Pointing dataset records =>
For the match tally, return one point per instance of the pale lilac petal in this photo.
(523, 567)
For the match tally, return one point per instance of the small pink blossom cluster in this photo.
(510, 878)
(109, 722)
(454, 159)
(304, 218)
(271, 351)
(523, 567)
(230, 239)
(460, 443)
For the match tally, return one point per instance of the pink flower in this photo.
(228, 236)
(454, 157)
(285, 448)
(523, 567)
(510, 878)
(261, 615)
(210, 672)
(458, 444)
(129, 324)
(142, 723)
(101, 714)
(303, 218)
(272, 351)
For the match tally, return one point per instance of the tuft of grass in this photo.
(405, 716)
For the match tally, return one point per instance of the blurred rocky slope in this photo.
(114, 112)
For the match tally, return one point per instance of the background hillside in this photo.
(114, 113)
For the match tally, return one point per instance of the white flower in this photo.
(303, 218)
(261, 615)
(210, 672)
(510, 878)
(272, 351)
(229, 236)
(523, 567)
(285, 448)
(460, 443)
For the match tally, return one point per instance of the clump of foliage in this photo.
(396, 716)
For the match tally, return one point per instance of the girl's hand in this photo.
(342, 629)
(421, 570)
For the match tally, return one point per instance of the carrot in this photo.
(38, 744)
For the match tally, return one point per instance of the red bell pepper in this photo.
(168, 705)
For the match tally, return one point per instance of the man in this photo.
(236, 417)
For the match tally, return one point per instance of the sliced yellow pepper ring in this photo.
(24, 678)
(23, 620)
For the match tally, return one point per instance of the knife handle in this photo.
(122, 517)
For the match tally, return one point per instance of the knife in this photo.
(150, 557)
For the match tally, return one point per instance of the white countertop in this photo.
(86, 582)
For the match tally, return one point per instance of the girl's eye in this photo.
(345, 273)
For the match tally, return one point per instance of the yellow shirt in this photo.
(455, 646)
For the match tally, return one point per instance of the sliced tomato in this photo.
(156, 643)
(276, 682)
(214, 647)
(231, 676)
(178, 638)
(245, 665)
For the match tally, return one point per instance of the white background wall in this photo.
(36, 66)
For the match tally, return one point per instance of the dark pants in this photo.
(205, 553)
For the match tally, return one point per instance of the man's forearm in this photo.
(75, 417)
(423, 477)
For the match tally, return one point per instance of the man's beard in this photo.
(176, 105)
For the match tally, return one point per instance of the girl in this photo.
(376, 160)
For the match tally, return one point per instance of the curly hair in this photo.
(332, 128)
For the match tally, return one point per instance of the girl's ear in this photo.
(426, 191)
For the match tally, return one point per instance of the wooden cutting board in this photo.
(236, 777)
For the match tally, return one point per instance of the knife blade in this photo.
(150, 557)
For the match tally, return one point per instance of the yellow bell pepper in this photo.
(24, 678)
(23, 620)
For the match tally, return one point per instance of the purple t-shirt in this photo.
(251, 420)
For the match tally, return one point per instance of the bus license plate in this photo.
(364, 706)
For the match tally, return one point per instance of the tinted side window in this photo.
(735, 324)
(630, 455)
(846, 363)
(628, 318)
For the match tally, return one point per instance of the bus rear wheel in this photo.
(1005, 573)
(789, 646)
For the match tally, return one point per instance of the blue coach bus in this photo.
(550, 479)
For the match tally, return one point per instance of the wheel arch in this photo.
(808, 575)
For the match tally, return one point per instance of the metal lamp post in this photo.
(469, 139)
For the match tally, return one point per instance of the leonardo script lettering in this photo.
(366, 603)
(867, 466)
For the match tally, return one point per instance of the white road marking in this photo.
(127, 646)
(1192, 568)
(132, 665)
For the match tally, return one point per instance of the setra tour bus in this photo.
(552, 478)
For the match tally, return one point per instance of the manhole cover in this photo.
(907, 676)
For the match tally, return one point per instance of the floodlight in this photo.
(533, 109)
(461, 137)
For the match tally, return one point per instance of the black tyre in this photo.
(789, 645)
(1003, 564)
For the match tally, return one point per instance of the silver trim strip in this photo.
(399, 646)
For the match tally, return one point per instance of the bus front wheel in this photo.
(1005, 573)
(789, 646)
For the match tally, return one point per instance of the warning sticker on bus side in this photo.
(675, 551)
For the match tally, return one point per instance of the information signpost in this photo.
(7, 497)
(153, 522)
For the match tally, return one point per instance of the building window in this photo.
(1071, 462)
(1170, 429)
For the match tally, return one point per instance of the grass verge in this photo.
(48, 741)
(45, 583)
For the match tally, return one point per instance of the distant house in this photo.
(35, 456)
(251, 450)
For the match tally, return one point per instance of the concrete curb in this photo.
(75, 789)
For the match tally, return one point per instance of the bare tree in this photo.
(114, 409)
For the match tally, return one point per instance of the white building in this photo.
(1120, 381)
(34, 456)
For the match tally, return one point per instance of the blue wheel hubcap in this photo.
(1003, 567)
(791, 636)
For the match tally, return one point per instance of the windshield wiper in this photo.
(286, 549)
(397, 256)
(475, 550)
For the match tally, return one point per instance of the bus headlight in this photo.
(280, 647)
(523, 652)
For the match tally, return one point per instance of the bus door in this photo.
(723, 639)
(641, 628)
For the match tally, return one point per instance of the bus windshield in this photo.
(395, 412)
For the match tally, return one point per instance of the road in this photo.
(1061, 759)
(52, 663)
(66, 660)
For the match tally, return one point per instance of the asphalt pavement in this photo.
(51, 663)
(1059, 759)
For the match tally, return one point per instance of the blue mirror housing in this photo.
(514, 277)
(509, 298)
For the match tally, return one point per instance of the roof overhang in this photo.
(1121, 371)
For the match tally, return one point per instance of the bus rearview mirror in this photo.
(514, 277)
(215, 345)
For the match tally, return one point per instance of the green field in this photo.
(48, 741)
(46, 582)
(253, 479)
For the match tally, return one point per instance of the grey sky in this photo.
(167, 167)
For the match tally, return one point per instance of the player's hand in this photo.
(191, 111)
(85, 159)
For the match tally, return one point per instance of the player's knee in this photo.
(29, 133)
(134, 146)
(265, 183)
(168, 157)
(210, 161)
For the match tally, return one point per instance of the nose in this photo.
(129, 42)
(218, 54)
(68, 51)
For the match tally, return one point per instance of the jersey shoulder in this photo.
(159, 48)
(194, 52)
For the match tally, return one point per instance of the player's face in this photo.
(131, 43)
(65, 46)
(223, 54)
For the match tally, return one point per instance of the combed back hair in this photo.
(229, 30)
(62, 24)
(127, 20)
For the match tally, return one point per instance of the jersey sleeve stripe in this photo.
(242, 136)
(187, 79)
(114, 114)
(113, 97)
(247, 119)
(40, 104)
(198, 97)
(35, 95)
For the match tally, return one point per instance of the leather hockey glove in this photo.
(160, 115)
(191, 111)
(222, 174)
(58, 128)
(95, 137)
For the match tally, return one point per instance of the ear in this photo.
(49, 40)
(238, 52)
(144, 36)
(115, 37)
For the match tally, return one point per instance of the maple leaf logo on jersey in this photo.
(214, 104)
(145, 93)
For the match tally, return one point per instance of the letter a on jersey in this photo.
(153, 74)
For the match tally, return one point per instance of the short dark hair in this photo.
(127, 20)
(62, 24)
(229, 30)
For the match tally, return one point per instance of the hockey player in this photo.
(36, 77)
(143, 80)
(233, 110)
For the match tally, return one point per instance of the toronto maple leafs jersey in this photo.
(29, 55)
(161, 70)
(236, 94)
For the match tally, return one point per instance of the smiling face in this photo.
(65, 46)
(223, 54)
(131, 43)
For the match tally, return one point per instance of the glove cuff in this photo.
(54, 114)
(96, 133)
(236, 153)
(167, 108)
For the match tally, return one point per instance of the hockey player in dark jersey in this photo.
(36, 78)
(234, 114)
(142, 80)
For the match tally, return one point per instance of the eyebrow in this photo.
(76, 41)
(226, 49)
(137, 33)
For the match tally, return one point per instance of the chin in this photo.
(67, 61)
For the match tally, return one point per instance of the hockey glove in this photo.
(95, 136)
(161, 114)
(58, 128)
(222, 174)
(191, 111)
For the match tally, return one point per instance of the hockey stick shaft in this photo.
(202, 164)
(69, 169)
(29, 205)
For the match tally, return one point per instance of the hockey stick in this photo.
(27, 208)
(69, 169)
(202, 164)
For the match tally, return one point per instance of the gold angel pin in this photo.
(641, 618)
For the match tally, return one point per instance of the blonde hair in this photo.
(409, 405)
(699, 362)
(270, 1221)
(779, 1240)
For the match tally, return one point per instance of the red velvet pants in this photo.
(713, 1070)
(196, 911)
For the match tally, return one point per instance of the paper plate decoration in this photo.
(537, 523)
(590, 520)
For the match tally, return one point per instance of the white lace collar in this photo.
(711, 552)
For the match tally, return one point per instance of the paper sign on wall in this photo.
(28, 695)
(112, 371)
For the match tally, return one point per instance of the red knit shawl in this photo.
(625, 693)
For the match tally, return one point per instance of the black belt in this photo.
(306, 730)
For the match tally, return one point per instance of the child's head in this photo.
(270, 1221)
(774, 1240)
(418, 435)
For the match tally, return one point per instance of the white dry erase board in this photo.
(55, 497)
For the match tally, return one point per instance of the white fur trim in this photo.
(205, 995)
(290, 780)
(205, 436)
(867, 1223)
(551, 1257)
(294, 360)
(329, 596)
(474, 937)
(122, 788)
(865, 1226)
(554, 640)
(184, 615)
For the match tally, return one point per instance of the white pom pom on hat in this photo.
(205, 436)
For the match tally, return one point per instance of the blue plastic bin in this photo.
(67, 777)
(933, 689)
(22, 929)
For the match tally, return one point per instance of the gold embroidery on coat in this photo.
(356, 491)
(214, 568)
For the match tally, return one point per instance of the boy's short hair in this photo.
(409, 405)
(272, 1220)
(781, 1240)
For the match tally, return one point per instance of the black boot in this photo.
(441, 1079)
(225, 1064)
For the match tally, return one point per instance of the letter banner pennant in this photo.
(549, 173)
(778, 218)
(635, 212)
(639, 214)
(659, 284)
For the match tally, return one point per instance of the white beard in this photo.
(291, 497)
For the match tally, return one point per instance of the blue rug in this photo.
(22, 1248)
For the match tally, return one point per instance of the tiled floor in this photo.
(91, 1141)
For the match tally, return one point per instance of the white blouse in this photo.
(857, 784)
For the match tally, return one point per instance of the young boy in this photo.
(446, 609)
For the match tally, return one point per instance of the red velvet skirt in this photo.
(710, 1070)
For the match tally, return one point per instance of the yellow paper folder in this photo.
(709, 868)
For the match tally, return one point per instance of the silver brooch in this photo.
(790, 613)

TASK DETAILS => Turn the lines from the one containing "skirt in this photo." through the last line into a numbered list, leaving out any blank lines.

COMPLETE RESPONSE =>
1. For the match tally, return one point per instance of the red velvet skirt in this photo.
2. (710, 1070)
3. For the match tally, return one point per instance of the yellow paper folder in this photo.
4. (709, 868)
5. For the match tally, return one point per instance of the silver brooch in this photo.
6. (790, 613)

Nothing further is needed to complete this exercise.